*PROBLEM REQUIREMENTS*
Word for word and without images, reproduce the listing that follows.
^^^^^^^^
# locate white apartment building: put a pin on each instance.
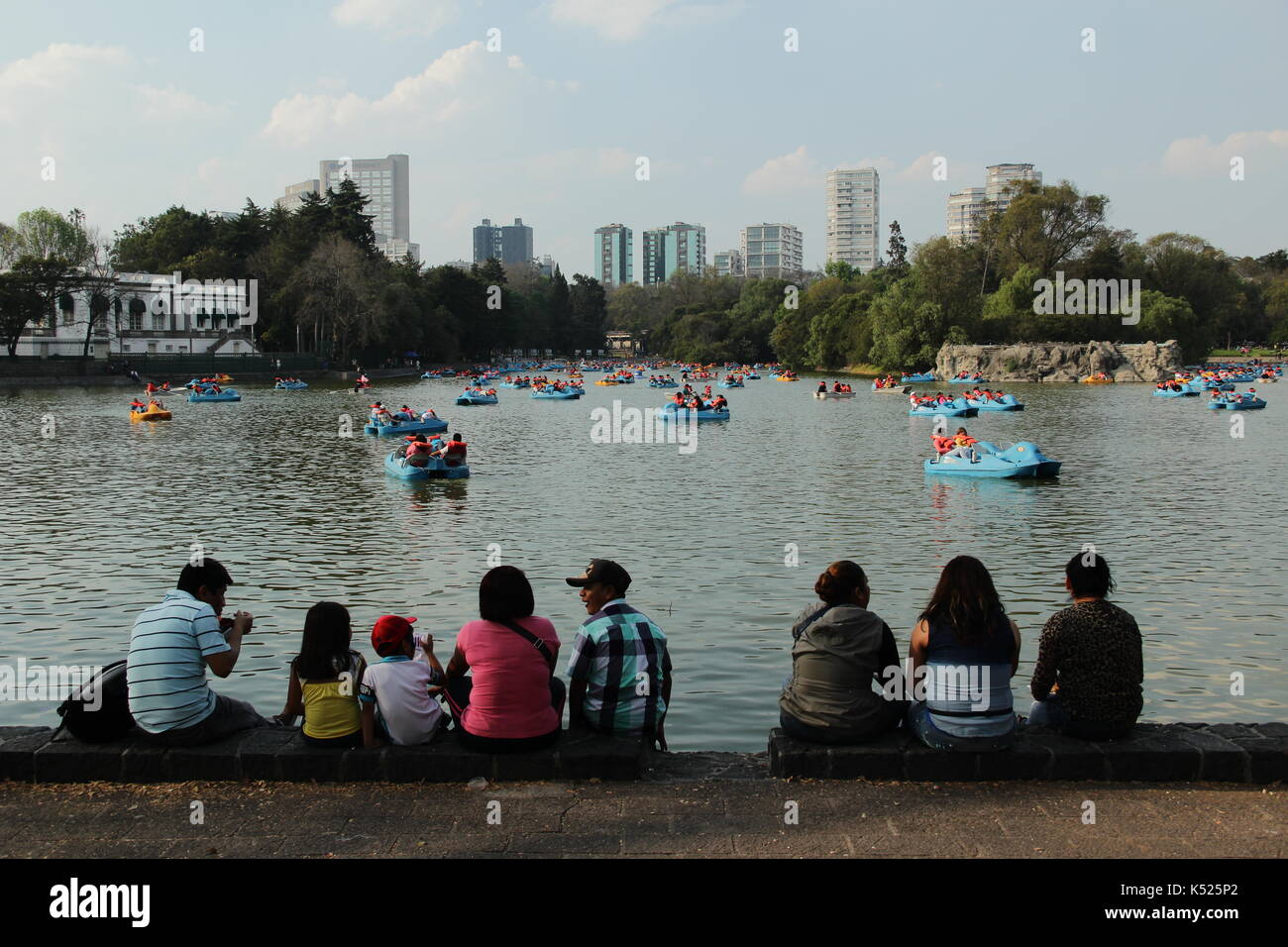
(772, 250)
(853, 217)
(729, 263)
(146, 315)
(965, 209)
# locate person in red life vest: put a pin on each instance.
(417, 450)
(454, 451)
(964, 446)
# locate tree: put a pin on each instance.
(1043, 226)
(339, 292)
(898, 250)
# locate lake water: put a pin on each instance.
(98, 519)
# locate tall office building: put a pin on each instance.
(772, 250)
(674, 249)
(384, 182)
(999, 188)
(965, 209)
(507, 244)
(614, 254)
(294, 197)
(729, 263)
(854, 217)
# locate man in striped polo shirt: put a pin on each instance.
(171, 646)
(619, 669)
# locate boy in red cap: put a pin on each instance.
(398, 685)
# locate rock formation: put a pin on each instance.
(1054, 361)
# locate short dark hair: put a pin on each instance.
(505, 594)
(209, 573)
(1089, 579)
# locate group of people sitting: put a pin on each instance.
(953, 690)
(960, 445)
(421, 449)
(381, 415)
(696, 402)
(498, 685)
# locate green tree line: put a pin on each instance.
(980, 291)
(321, 281)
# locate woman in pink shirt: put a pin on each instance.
(511, 701)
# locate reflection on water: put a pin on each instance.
(99, 518)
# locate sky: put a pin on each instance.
(542, 110)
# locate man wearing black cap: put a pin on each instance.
(619, 669)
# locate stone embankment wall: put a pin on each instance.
(1047, 361)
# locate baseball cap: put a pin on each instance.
(389, 633)
(603, 571)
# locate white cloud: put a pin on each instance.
(1192, 158)
(625, 20)
(59, 69)
(423, 17)
(458, 81)
(793, 171)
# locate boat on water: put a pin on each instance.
(426, 468)
(671, 412)
(1239, 402)
(434, 425)
(1006, 402)
(1021, 459)
(957, 407)
(153, 414)
(206, 394)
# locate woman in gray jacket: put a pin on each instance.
(838, 664)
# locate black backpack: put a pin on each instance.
(99, 709)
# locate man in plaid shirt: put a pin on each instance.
(619, 671)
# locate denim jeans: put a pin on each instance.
(230, 715)
(921, 724)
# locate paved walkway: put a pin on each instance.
(729, 817)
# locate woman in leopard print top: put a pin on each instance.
(1087, 680)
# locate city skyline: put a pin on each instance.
(209, 112)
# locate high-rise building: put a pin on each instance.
(614, 254)
(384, 183)
(999, 185)
(507, 244)
(772, 250)
(965, 209)
(854, 217)
(294, 197)
(729, 263)
(674, 249)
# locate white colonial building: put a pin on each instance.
(150, 313)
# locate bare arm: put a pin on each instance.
(294, 701)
^^^^^^^^
*COMPLETED TASK*
# locate white apartment building: put a pin on each instance.
(772, 250)
(853, 217)
(729, 263)
(146, 315)
(965, 209)
# locate person in red life vest: put a pin on each instance.
(417, 450)
(454, 451)
(964, 446)
# locate tree: put a pin on each instance.
(1043, 226)
(339, 292)
(898, 250)
# locate lake water: put a pin on each instance.
(98, 519)
# locate tall office building: put a pin on each instance.
(772, 250)
(674, 249)
(384, 182)
(999, 188)
(965, 209)
(507, 244)
(614, 254)
(294, 197)
(729, 263)
(854, 217)
# locate man in striped polo shirt: put a pin on each instance.
(171, 646)
(619, 669)
# locate boy in red cap: put a pin on each instance.
(398, 685)
# locate rock formation: put a pin on each instance.
(1054, 361)
# locate short dark hair: put a pin on each instance.
(505, 594)
(209, 573)
(1089, 579)
# locate group of people sitting: put a pin on each instance.
(953, 690)
(960, 445)
(421, 449)
(381, 415)
(696, 402)
(498, 685)
# locate green tree line: put a pin on each instance.
(980, 291)
(321, 281)
# locate woman in pink shirt: put a pin on each instance.
(511, 701)
# locate reflection on water: put a pin on each instance.
(99, 518)
# locate sky: put a pin on each instance.
(542, 110)
# locate man wearing black cap: put a pin on each instance.
(619, 669)
# locate stone embankment wall: put a pin on each instance.
(1047, 361)
# locate baseball cap: put a pin on each instance.
(389, 633)
(603, 571)
# locate white cloud: put a pin on each instance.
(1192, 158)
(625, 20)
(59, 69)
(423, 17)
(458, 81)
(793, 171)
# locate boat on water: put a pin on each instance.
(426, 468)
(671, 412)
(1239, 402)
(434, 425)
(1006, 402)
(1021, 459)
(957, 407)
(153, 414)
(206, 394)
# locate woman in gray jacket: put a pin on each instance.
(838, 664)
# locate black backpack: put a pin on each instance.
(99, 709)
# locate man in plaid shirt: put a pin on each instance.
(619, 671)
# locate denim jeans: put a pin on each instance.
(230, 715)
(921, 724)
# locate paved walkway: put a pin on each instance.
(729, 817)
# locate woman in leopard print top: put a pin on each instance.
(1087, 680)
# locate city skyline: put a pin on each instance.
(209, 112)
# locate high-rise building: put a pin on each instance.
(614, 254)
(384, 183)
(999, 185)
(507, 244)
(772, 250)
(965, 209)
(854, 217)
(294, 197)
(729, 263)
(674, 249)
# locate white colonial building: put a pin on each instance.
(150, 313)
# locate bare arm: put a pin on each instance.
(294, 701)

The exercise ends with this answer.